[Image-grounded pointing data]
··········

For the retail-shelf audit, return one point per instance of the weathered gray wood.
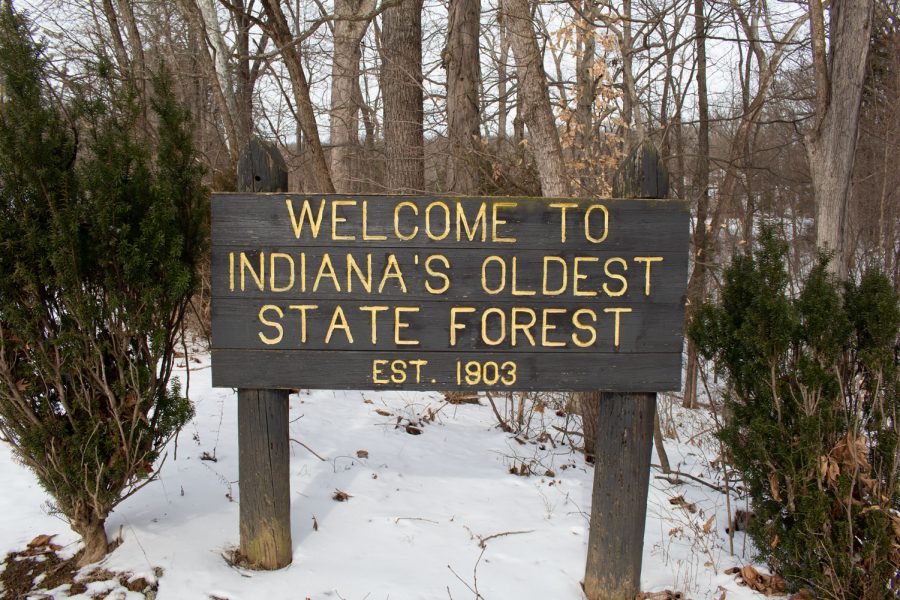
(262, 221)
(465, 272)
(261, 168)
(451, 243)
(623, 434)
(619, 501)
(263, 437)
(236, 325)
(534, 371)
(263, 462)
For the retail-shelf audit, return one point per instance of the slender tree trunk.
(696, 289)
(461, 59)
(538, 115)
(401, 85)
(831, 145)
(118, 41)
(349, 30)
(277, 28)
(630, 102)
(245, 77)
(197, 25)
(90, 527)
(586, 93)
(502, 79)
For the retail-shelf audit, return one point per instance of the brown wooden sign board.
(446, 293)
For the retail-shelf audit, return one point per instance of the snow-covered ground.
(420, 506)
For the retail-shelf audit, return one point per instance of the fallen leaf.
(768, 585)
(680, 501)
(41, 541)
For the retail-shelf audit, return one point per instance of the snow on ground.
(419, 507)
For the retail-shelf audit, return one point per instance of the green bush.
(811, 411)
(100, 233)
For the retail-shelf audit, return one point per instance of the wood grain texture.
(534, 371)
(262, 220)
(506, 259)
(618, 506)
(654, 328)
(465, 273)
(263, 436)
(263, 463)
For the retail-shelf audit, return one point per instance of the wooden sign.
(441, 293)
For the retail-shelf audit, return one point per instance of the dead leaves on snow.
(769, 585)
(680, 501)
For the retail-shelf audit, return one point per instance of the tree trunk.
(349, 29)
(91, 529)
(696, 289)
(586, 93)
(462, 62)
(277, 28)
(631, 110)
(543, 136)
(831, 145)
(401, 86)
(221, 92)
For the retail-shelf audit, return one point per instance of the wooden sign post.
(448, 293)
(624, 439)
(263, 436)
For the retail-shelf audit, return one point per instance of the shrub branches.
(99, 243)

··········

WHAT IS BEING ASKED
The line with "snow on ground.", the last line of the data above, and every line between them should be duplicated exactly, with nothing else.

REPLY
For the retail-shelf audit, return one point per instance of the snow on ground.
(419, 507)
For the retail-shelf audit, return one point per instance of the green bush.
(811, 411)
(100, 233)
For the retail-shelf audit, return one point per instance of the wood grain texture.
(534, 371)
(262, 220)
(506, 259)
(618, 506)
(654, 328)
(465, 273)
(263, 436)
(263, 463)
For the retail-shelf audit, return one point per instance of the wooden sign.
(441, 293)
For the retail-shelf audit, return one point per instance of the dead leaves on snow.
(769, 585)
(680, 501)
For the retail-shelf audit, return one point per instance of the tree trunk.
(349, 29)
(91, 529)
(696, 289)
(586, 93)
(462, 62)
(277, 28)
(631, 110)
(543, 136)
(831, 145)
(401, 86)
(221, 92)
For the retail-shelf audit, return one point per instance of the wooden sign post.
(448, 293)
(624, 439)
(263, 436)
For the retail-shelf audit, return one point per instance of the shrub branches.
(99, 243)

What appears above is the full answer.